## Action item
Print out the full listing below, word for word.
# # #
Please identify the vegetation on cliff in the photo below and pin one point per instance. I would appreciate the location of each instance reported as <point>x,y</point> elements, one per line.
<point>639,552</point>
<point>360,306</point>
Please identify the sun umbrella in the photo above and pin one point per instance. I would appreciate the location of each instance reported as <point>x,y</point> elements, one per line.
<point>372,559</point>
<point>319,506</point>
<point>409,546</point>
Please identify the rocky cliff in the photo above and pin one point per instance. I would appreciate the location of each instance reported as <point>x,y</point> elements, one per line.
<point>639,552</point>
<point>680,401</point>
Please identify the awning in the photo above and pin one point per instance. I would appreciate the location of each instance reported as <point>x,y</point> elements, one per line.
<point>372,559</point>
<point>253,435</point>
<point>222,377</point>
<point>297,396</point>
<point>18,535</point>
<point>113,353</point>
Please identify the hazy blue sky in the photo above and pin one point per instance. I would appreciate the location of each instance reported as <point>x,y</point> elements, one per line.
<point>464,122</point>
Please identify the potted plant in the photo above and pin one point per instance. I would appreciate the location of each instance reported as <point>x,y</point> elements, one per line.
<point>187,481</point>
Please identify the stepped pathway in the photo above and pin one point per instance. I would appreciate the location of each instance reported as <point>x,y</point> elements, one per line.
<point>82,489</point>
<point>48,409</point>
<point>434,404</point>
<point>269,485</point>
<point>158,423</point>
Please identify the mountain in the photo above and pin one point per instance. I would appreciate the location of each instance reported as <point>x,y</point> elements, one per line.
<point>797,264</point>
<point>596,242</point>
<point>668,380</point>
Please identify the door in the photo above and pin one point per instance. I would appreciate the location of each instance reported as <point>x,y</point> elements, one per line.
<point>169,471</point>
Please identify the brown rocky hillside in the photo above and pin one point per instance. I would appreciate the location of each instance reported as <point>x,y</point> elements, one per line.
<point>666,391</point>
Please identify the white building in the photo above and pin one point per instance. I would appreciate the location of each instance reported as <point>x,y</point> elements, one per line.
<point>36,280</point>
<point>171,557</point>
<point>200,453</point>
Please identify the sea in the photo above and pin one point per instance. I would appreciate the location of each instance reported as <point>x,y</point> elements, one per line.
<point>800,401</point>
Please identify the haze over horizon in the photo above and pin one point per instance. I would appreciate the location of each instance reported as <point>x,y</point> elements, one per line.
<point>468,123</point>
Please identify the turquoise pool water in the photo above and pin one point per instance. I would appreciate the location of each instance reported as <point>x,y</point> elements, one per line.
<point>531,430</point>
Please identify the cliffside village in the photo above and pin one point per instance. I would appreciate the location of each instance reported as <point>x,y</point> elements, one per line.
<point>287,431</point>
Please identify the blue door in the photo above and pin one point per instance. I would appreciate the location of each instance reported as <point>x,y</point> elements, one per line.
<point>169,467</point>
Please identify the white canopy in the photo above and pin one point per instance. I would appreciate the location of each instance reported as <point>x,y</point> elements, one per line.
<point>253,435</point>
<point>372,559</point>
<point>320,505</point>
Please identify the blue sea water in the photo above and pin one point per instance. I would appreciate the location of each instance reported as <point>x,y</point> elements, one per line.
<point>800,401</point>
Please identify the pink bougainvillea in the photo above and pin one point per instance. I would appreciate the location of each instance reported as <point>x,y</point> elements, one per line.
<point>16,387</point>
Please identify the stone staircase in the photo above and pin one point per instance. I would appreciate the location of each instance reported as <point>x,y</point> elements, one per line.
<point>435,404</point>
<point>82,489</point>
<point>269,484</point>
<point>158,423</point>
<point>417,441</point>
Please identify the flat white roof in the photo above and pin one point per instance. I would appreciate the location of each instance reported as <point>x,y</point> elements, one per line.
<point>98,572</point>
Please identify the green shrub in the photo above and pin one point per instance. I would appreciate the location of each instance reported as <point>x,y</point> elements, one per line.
# # #
## Written answer
Please identify the vegetation on cliff in the photo below and pin one point per instance. I would appreciate the location of each instance reported as <point>x,y</point> elements, one per line.
<point>639,552</point>
<point>360,306</point>
Please identify the sun umbrella in the photo above and pin one point per instance. I would appreciate the location of each instance reported as <point>x,y</point> elements, one per line.
<point>372,559</point>
<point>319,506</point>
<point>409,546</point>
Please identify the rocky cliff in the photo above and pin one point per instance. I would appreciate the location of each instance reported as <point>x,y</point> elements, one per line.
<point>639,552</point>
<point>680,401</point>
Please identify the awning in the photo above and pin one point per instance. I would appreciate the location of each instance reported as <point>x,y</point> elements, one per line.
<point>372,559</point>
<point>253,435</point>
<point>222,377</point>
<point>297,396</point>
<point>18,535</point>
<point>113,353</point>
Please identify the hazy blue sky in the photo above and pin one point per instance. I would appreciate the location of each instance reported as <point>x,y</point> elements, one per line.
<point>464,122</point>
Please identify the potted plant in the photo above and pin one point per instance. I would appreciate the location of each instance reported as <point>x,y</point> elements, one per line.
<point>187,481</point>
Please identify the stepped pathway in the photo above and pin one point per instance. I would appreciate the location of each instance reported as <point>x,y</point> elements, one per line.
<point>82,489</point>
<point>48,409</point>
<point>434,404</point>
<point>269,485</point>
<point>158,423</point>
Please identify the mountain in the photo above and pin one point per instance. I would appreciate the location of each instance reported as <point>x,y</point> elements, one per line.
<point>797,264</point>
<point>596,242</point>
<point>668,380</point>
Please identify the door in the photo above and pin one point per instance. I would appreciate the location of each instance reported as <point>x,y</point> elements, one per line.
<point>169,471</point>
Please identify the brown rocky hillside in the photo above and pin one point per instance. I would appreciate the location of each instance reported as <point>x,y</point> elements, one per line.
<point>666,391</point>
Please identify the white building in the photo above and pin one point per instance. I would appreciate the location of each instance reported as <point>x,y</point> elements, one per line.
<point>36,280</point>
<point>171,557</point>
<point>200,453</point>
Please identify the sea in the photo above and pin one point per instance. I would appreciate the location of each instance reported as <point>x,y</point> elements, one per line.
<point>800,401</point>
Please identify the haze over horizon in the photo above and pin one point per instance. I would appreciate the location of each instance reported as <point>x,y</point> elements, one per line.
<point>468,123</point>
Please identify the turquoise pool water in the photo above and pin one point per instance. I would appreciate the location of each instance reported as <point>x,y</point> elements, one per line.
<point>531,430</point>
Please identify the cliffside village in the photo above and pin one point per instance. I would appreciate the location of each instance reported as <point>x,y</point> elements, one per line.
<point>287,431</point>
Please identify the blue door in the photo above and pin one point per instance. I would appreciate the location of each instance reported as <point>x,y</point> elements, one per line.
<point>169,467</point>
Please identify the white canopy in the photo above and pin one point per instance. I would appreciate the location of each instance reported as <point>x,y</point> elements, one per line.
<point>253,435</point>
<point>372,559</point>
<point>320,505</point>
Please identify the blue sea water in the photo above and pin one point per instance. I would appreciate the location of each instance reported as <point>x,y</point> elements, one per line.
<point>800,401</point>
Please identify the pink bougainvillea in the photo above and pin one point per instance. I would appreciate the location of each instance reported as <point>x,y</point> elements, one per line.
<point>16,387</point>
Please identify the stone staircase in the photo above and pin one point per instance. I would appreciate the location of each instance reported as <point>x,y</point> elements, one per line.
<point>435,404</point>
<point>82,489</point>
<point>269,484</point>
<point>158,423</point>
<point>417,441</point>
Please identify the flat white roof in the photo above and pin one point per instance. I would appreciate the location of each instance reported as <point>x,y</point> elements, one per line.
<point>98,572</point>
Please identify the green shrub in the photo above and pin one point per instance. I would appreciate the location of each instance reported as <point>x,y</point> elements, one per line.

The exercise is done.